▶ **What this exercise asks**
**a.** In the Massachusetts STEM talent article, how long can in-demand STEM jobs take to be filled?
**b.** Translate this sentence from the Massachusetts STEM talent article into Spanish: "And the problem is projected to get worse."
**c.** Please pick up the Massachusetts STEM talent article after its final line and keep writing it.

▶ **Document extract**
STEM Talent in Short Supply: Key Facts & Figures to Understand Massachusetts’ Technical Talent Shortage
June 14, 2022
The COVID-19 pandemic prompted greater public awareness of many things. It showed the importance of strong health systems and personnel to meet our healthcare needs—as well as the value of drug research in developing vaccines and life-saving therapies. We all also learned how software can revolutionize how we work, and usher in dramatic shifts like the transition to hybrid work models.
A common thread in these examples that you might have overlooked is a technically trained workforce equipped to provide the above necessities and luxuries. And the reality is that Massachusetts is nowhere near where we need to be to fill technical jobs that are in most demand—and what we will need in our future workforce. Without a more concerted effort by the governor, state legislature, and employers, the Commonwealth risks significant workforce challenges in the years ahead that will have damaging ripples throughout our economy.
The STEM Talent Shortage
At the heart of the issue, there is a significant gap between job seekers’ skills and the professional competencies needed in technically intensive roles. The skills that many of these more technical occupations require are developed through education and training in Science, Technology, Engineering, and Mathematics (STEM). While many associate STEM jobs with Information Technology (IT) and engineering professions, the term encompasses occupations across many industries, including drug developers, data analysts, medical professionals, and manufacturing technicians. The central problem is that employers in industries hiring for these positions struggle to find candidates with the necessary skills. Many of the Council’s member organizations cite recruiting for these positions as their number one challenge.
How Badly are Employers Itching for Technical Talent?
According to the Commonwealth Corporation, one of Massachusetts’ main workforce agencies, in-demand STEM jobs can take up to 70 days to be filled. Data from our Technology Workforce Dashboard indicates that on average there are approximately 33,750 monthly technology job postings in Massachusetts, but only ~5,400 monthly hires for the same positions. These figures reflect a yawning gulf between the number of qualified STEM workers in the market and what employers need. And the problem is projected to get worse. Council analysis of projections from the Executive Office of Labor and Workforce Development indicates that STEM jobs will grow by 7.2% through 2028, accounting for 40% of overall job growth over that timeframe.
You might think Massachusetts is well-positioned to meet its technical workforce needs given its national leadership in science and technology talent. After all, we have some of the best research institutions, medical centers, and universities in the world. The Council’s Talent & Workforce index on our 50-State Competitiveness Dashboard lists us firmly at #1 across indicators like the percentage of the workforce with a bachelor’s degree, and science and engineering degrees as a share of higher education degrees conferred. Massachusetts is always at the top of 50-state indices that evaluate states on their technology and innovation profiles, and we have the highest technology industry job concentration across the U.S.—1.4x the 50-state average.
So, What’s the Problem?
The short answer is: what lies ahead given current trends.

[Saved entries]
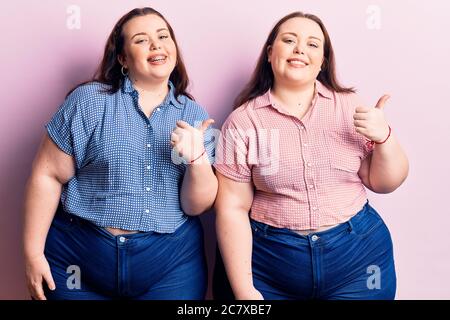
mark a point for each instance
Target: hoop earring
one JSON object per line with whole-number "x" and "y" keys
{"x": 123, "y": 72}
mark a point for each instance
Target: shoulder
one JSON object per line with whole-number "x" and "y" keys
{"x": 242, "y": 117}
{"x": 87, "y": 98}
{"x": 91, "y": 91}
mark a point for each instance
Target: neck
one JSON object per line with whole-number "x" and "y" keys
{"x": 294, "y": 96}
{"x": 156, "y": 88}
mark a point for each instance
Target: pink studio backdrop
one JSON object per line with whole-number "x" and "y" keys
{"x": 397, "y": 47}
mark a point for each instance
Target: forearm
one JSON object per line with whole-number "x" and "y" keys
{"x": 41, "y": 200}
{"x": 389, "y": 166}
{"x": 199, "y": 188}
{"x": 234, "y": 237}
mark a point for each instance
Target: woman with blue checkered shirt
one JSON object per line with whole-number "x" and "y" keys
{"x": 128, "y": 155}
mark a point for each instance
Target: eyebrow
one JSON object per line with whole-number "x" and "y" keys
{"x": 145, "y": 34}
{"x": 295, "y": 35}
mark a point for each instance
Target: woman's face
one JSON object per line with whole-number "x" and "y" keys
{"x": 297, "y": 53}
{"x": 149, "y": 50}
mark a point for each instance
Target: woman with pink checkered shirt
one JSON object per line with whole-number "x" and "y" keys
{"x": 293, "y": 163}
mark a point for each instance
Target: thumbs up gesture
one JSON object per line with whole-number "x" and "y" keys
{"x": 188, "y": 141}
{"x": 370, "y": 122}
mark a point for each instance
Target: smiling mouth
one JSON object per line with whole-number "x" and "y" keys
{"x": 157, "y": 59}
{"x": 297, "y": 63}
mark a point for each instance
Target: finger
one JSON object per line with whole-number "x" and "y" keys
{"x": 360, "y": 116}
{"x": 178, "y": 131}
{"x": 382, "y": 101}
{"x": 38, "y": 291}
{"x": 182, "y": 124}
{"x": 360, "y": 123}
{"x": 206, "y": 124}
{"x": 49, "y": 279}
{"x": 362, "y": 109}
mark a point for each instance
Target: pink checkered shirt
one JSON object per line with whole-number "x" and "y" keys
{"x": 305, "y": 172}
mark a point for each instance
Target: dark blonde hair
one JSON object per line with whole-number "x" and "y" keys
{"x": 262, "y": 78}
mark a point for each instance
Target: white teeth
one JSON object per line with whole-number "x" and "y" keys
{"x": 298, "y": 63}
{"x": 158, "y": 58}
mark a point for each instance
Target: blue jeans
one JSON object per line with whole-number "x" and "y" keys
{"x": 88, "y": 262}
{"x": 353, "y": 260}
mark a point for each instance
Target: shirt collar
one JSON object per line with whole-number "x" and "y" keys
{"x": 266, "y": 99}
{"x": 170, "y": 98}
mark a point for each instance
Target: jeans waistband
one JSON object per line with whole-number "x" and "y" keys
{"x": 324, "y": 235}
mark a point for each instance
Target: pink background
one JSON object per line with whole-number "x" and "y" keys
{"x": 407, "y": 57}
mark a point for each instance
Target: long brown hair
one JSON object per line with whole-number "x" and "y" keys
{"x": 109, "y": 70}
{"x": 262, "y": 78}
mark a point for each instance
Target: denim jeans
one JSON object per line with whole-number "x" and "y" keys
{"x": 88, "y": 262}
{"x": 353, "y": 260}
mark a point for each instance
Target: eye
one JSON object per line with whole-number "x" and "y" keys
{"x": 140, "y": 41}
{"x": 288, "y": 40}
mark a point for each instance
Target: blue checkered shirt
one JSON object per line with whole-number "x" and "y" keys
{"x": 126, "y": 176}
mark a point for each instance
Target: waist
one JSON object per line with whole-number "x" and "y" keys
{"x": 118, "y": 231}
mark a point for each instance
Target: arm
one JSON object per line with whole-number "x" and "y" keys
{"x": 51, "y": 169}
{"x": 386, "y": 169}
{"x": 234, "y": 235}
{"x": 199, "y": 188}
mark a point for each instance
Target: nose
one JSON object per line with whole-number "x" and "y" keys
{"x": 155, "y": 45}
{"x": 299, "y": 49}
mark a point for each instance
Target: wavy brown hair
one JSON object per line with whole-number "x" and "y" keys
{"x": 109, "y": 70}
{"x": 262, "y": 78}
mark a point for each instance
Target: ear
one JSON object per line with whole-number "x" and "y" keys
{"x": 324, "y": 64}
{"x": 122, "y": 60}
{"x": 269, "y": 53}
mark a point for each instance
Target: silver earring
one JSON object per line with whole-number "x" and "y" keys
{"x": 123, "y": 72}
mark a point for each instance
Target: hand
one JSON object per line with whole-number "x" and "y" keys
{"x": 37, "y": 270}
{"x": 187, "y": 140}
{"x": 252, "y": 294}
{"x": 370, "y": 122}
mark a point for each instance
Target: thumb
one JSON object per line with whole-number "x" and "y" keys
{"x": 206, "y": 124}
{"x": 382, "y": 101}
{"x": 49, "y": 279}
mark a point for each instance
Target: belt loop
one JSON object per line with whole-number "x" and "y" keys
{"x": 350, "y": 226}
{"x": 266, "y": 226}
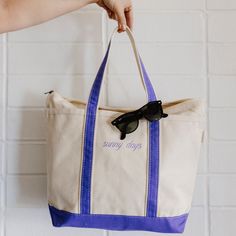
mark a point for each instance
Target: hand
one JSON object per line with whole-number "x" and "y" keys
{"x": 119, "y": 10}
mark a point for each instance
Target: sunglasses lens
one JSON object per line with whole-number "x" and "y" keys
{"x": 153, "y": 111}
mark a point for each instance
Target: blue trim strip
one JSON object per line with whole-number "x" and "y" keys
{"x": 85, "y": 195}
{"x": 175, "y": 224}
{"x": 153, "y": 173}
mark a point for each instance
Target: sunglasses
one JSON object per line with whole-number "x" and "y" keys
{"x": 128, "y": 122}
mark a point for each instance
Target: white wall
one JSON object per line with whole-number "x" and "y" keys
{"x": 189, "y": 49}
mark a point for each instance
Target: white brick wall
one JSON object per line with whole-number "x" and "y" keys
{"x": 189, "y": 49}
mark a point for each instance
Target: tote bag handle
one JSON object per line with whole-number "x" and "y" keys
{"x": 94, "y": 96}
{"x": 89, "y": 133}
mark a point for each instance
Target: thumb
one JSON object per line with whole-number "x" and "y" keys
{"x": 119, "y": 11}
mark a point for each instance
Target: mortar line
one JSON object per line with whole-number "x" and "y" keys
{"x": 4, "y": 130}
{"x": 207, "y": 209}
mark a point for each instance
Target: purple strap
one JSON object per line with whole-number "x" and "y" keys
{"x": 85, "y": 195}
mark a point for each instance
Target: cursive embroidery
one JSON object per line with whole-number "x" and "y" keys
{"x": 118, "y": 145}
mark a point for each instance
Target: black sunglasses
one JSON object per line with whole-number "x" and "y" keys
{"x": 128, "y": 122}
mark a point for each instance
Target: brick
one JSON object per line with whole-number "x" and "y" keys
{"x": 222, "y": 156}
{"x": 199, "y": 196}
{"x": 221, "y": 4}
{"x": 222, "y": 59}
{"x": 223, "y": 222}
{"x": 61, "y": 58}
{"x": 26, "y": 158}
{"x": 222, "y": 124}
{"x": 222, "y": 91}
{"x": 76, "y": 27}
{"x": 26, "y": 191}
{"x": 222, "y": 191}
{"x": 26, "y": 124}
{"x": 220, "y": 25}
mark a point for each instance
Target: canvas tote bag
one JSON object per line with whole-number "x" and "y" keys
{"x": 144, "y": 182}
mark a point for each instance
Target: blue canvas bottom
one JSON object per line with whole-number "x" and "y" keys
{"x": 175, "y": 224}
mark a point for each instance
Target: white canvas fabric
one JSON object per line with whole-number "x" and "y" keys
{"x": 120, "y": 168}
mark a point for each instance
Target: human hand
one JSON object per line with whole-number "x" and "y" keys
{"x": 119, "y": 10}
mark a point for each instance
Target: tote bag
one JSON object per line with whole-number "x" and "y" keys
{"x": 144, "y": 182}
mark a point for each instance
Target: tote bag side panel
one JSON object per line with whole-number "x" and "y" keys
{"x": 64, "y": 160}
{"x": 119, "y": 177}
{"x": 180, "y": 144}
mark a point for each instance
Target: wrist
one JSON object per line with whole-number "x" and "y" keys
{"x": 92, "y": 1}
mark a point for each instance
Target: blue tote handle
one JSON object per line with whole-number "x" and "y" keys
{"x": 89, "y": 132}
{"x": 96, "y": 87}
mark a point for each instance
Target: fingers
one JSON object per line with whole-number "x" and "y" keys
{"x": 119, "y": 11}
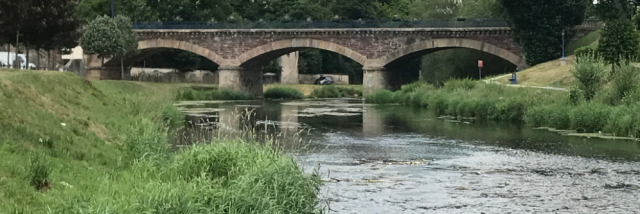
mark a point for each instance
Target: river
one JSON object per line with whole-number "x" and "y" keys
{"x": 396, "y": 159}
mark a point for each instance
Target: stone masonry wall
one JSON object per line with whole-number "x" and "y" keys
{"x": 372, "y": 43}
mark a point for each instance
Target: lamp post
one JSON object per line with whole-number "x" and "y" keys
{"x": 562, "y": 43}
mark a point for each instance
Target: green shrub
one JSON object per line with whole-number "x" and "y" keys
{"x": 509, "y": 109}
{"x": 331, "y": 91}
{"x": 145, "y": 141}
{"x": 416, "y": 86}
{"x": 190, "y": 94}
{"x": 172, "y": 117}
{"x": 459, "y": 84}
{"x": 554, "y": 116}
{"x": 623, "y": 121}
{"x": 39, "y": 170}
{"x": 283, "y": 93}
{"x": 625, "y": 81}
{"x": 584, "y": 52}
{"x": 590, "y": 74}
{"x": 589, "y": 117}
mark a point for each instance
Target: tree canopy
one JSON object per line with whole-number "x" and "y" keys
{"x": 538, "y": 25}
{"x": 109, "y": 38}
{"x": 48, "y": 24}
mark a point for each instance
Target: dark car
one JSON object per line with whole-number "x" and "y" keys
{"x": 324, "y": 81}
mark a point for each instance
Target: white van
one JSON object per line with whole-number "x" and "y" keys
{"x": 12, "y": 57}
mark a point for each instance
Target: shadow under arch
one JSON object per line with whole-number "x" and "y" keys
{"x": 265, "y": 53}
{"x": 428, "y": 46}
{"x": 151, "y": 46}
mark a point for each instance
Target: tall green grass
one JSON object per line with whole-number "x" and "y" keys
{"x": 470, "y": 99}
{"x": 189, "y": 94}
{"x": 101, "y": 147}
{"x": 283, "y": 93}
{"x": 331, "y": 91}
{"x": 614, "y": 111}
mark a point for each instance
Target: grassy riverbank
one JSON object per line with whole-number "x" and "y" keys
{"x": 73, "y": 146}
{"x": 532, "y": 106}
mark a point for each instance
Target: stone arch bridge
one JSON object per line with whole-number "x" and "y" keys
{"x": 240, "y": 53}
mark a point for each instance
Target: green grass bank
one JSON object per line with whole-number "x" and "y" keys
{"x": 74, "y": 146}
{"x": 608, "y": 112}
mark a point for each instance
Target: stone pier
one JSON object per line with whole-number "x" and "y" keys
{"x": 376, "y": 78}
{"x": 241, "y": 79}
{"x": 372, "y": 122}
{"x": 289, "y": 64}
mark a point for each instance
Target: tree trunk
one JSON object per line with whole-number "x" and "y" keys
{"x": 49, "y": 60}
{"x": 38, "y": 64}
{"x": 16, "y": 57}
{"x": 122, "y": 67}
{"x": 26, "y": 63}
{"x": 8, "y": 54}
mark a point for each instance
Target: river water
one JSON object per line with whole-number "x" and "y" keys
{"x": 396, "y": 159}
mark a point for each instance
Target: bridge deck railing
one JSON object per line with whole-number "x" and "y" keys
{"x": 468, "y": 23}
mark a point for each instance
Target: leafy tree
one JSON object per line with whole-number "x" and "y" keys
{"x": 434, "y": 9}
{"x": 590, "y": 74}
{"x": 390, "y": 9}
{"x": 101, "y": 37}
{"x": 481, "y": 9}
{"x": 110, "y": 38}
{"x": 538, "y": 25}
{"x": 614, "y": 9}
{"x": 192, "y": 10}
{"x": 619, "y": 42}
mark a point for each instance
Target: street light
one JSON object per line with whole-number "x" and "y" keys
{"x": 562, "y": 43}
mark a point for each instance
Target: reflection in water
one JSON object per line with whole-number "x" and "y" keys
{"x": 393, "y": 159}
{"x": 372, "y": 122}
{"x": 289, "y": 119}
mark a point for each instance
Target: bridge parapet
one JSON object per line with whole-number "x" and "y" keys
{"x": 242, "y": 48}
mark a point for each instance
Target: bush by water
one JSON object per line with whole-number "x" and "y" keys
{"x": 190, "y": 94}
{"x": 588, "y": 108}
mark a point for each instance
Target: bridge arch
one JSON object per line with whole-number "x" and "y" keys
{"x": 275, "y": 49}
{"x": 150, "y": 46}
{"x": 440, "y": 44}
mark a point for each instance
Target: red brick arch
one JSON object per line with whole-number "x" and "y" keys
{"x": 448, "y": 43}
{"x": 151, "y": 44}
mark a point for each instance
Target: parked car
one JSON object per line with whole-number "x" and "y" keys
{"x": 324, "y": 81}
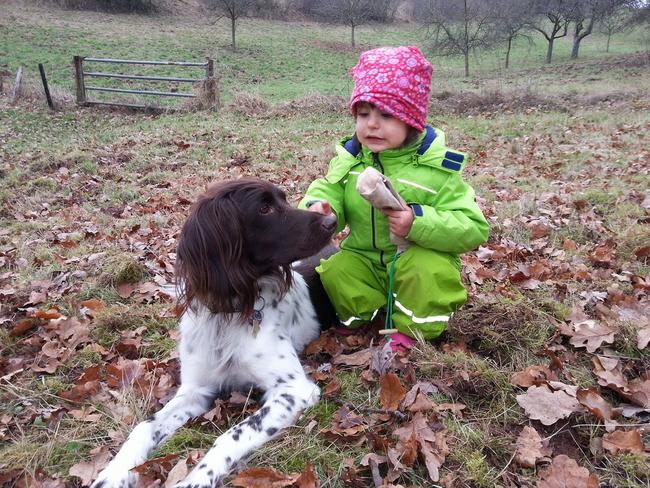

▶ **Written answers**
**a.** Up to 70 days.

**b.** Y se prevé que el problema empeore.

**c.**
Strong technical talent is the beating heart of industries that have driven economic growth in Massachusetts for decades. Industries like biotech and software/hardware development have been stalwarts for regional economic prosperity, yielding capital investment, growth in state and local tax base, and high-earning career opportunities. Because innovation economy occupations will represent a disproportionate share of new employment needs over the next decade, a critical shortage of technical workers will make it impossible to sustain areas of our economy which have driven positive trends, generating benefits for all. In short, a technical talent shortage would compromise our economic dynamism, which is inextricably linked to our high quality of life in Massachusetts.
And it’s not just a matter of economics. Sustaining our technical workforce is key to the stability of critical institutions. Consider the world-leading medical providers in Greater Boston and their current staffing challenges. Boston hospitals have recently struggled with double digit vacancy rates in nursing and other key positions. Without adequate talent levels to keep these organizations operating smoothly, we will no doubt see an impact on availability and quality of health services.
Beyond healthcare, imagine a future where we lack key personnel for maintaining our cybersecurity infrastructure, or where companies can’t find technicians to repair our utilities grid. The systems that Massachusetts residents rely on most only function well because there are enough STEM-educated workers to build and manage them.
The STEM Talent Shortage Solution
The solution is not a simple one. It will require changes to our visa processes to reduce barriers to entry for international workers. It will take leadership in expanding opportunities for training and certification in the disciplines that produce STEM talent, like industry-ready credentials and stronger partnerships between employers and higher education institutions. This is one of the reasons that the Council supports Early College, Innovation Pathways, and other workforce developments strategies that augment the pipeline for technical talent. But current programming is not adequate to solve issues with our technical talent shortage. The one certainty is that, without more imaginative approaches and aggressive action, our inability to sustainably grow our technical workforce will mean a bleaker future for everyone in Massachusetts.